* [YOUR TASK]:
Output each line of the listing as one string in a JSON list, and omit any blank lines.

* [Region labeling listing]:
::::

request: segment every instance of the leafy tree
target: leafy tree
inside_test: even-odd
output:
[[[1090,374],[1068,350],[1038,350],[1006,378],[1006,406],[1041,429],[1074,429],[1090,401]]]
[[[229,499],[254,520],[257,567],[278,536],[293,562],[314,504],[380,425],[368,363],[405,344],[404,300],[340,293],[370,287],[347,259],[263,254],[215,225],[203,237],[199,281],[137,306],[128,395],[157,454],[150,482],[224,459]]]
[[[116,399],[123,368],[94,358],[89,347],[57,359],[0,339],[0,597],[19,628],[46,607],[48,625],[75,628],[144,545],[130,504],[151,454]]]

::::

* [EXERCISE SOLUTION]:
[
  "request: segment every instance of the leafy tree",
  "target: leafy tree",
  "inside_test: even-odd",
  "output:",
  "[[[1090,374],[1068,350],[1038,350],[1006,378],[1006,406],[1041,429],[1074,429],[1090,401]]]",
  "[[[229,499],[254,520],[257,567],[278,536],[293,562],[314,504],[380,425],[368,363],[405,344],[404,300],[340,293],[370,287],[347,259],[263,254],[215,225],[203,237],[199,281],[137,306],[128,395],[157,454],[150,482],[224,459]]]",
  "[[[116,399],[123,368],[94,358],[89,347],[57,359],[0,339],[0,597],[19,628],[46,607],[48,625],[75,628],[144,545],[130,504],[151,454]]]"
]